BEGIN RECORD EXCERPTS
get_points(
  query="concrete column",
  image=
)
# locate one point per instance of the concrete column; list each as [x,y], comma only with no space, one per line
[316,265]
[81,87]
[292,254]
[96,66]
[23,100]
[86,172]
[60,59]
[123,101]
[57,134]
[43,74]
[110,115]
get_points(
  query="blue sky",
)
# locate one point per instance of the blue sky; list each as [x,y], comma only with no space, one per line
END RECORD EXCERPTS
◆ SET EXERCISE: Type out the entries again, word for word.

◆ WRITTEN ANSWER:
get_points(
  query="concrete column",
  image=
)
# locate one point per instance of the concrete column; list each as [x,y], comma only with no space, one per line
[316,265]
[81,87]
[292,254]
[96,66]
[23,100]
[86,172]
[60,59]
[123,101]
[57,134]
[43,74]
[110,115]
get_points(
  query="blue sky",
)
# locate one point per instance of the blue sky; list each as [x,y], comma only with no space, one per line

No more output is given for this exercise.